## Lista de tarefas
- 1) Extraia do texto sobre a Funhouse o trecho começando em "E idolatrando bandas" e seguindo até "Cintra chamado Funhouse.".
- 2) De acordo com o texto sobre a Funhouse, em que rua ficava o sobradinho com esse nome?

## Trecho do texto
Topo

Um adeus à Funhouse, a balada que ajudou os indies a sair de casa e transar

Funhouse, casa noturna em São Paulo - Marcos Bacon/Divulgação
Funhouse, casa noturna em São Paulo Imagem: Marcos Bacon/Divulgação

Lúcio Ribeiro*

Colaboração para o UOL

07/07/2017 04h00

Em 2003, a revista "Veja S.Paulo" se sentiu impelida a identificar uma tribo "diferente" que andava habitando as noites paulistanas e pediu para um repórter investigar. Detectou-se uma forte presença de indies circulando pela cidade com suas "botas surradas e saias de prega".

E idolatrando bandas novas (à época) como Belle & Sebastian e os "galãs ingleses" do Coldplay. Segundo a reportagem, tais indies se reuniam em dez endereços diferentes de São Paulo, mas um deles era o mais destacado: um sobradinho na rua Bela Cintra chamado Funhouse.

A Funhouse, que abriu suas portas em 2002 para encerrar de vez agora em julho deste 2017, nasceu no calor do chamado "novo rock", quando no ano anterior os Strokes gritaram "Last Nite" de lá de Nova York, criaram uma pequena revolução junto com outra banda, os White Stripes, e trouxeram um sanguinho novo à música a partir das guitarras sujas e garagentas, que contagiaram nos anos seguintes tanto a cena americana quanto australiana, a sueca, a escocesa, a inglesa e, por que não, a brasileira.

## Registros
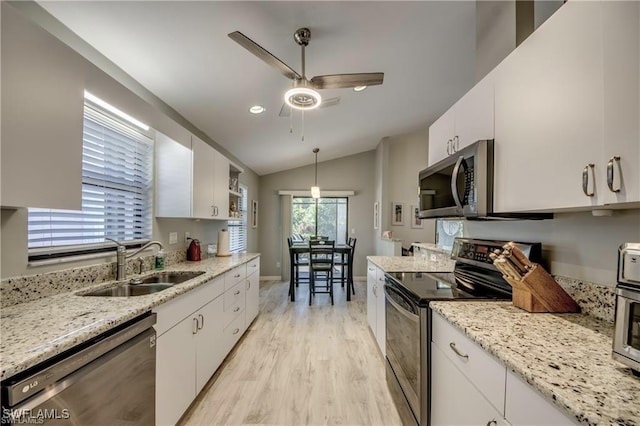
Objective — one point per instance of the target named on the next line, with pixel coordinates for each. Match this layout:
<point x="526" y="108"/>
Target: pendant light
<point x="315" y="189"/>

==

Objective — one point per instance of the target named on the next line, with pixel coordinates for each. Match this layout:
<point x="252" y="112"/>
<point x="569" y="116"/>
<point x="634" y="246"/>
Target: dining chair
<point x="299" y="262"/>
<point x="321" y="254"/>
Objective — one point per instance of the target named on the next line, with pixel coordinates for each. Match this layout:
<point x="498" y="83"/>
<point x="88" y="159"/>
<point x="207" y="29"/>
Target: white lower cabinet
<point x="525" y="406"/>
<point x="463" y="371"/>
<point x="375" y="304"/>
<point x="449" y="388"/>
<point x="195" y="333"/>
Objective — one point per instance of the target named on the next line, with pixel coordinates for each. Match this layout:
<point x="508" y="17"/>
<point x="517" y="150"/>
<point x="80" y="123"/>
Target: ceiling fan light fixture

## Respostas das tarefas
- 1)
E idolatrando bandas novas (à época) como Belle & Sebastian e os "galãs ingleses" do Coldplay. Segundo a reportagem, tais indies se reuniam em dez endereços diferentes de São Paulo, mas um deles era o mais destacado: um sobradinho na rua Bela Cintra chamado Funhouse.

- 2) Na rua Bela Cintra.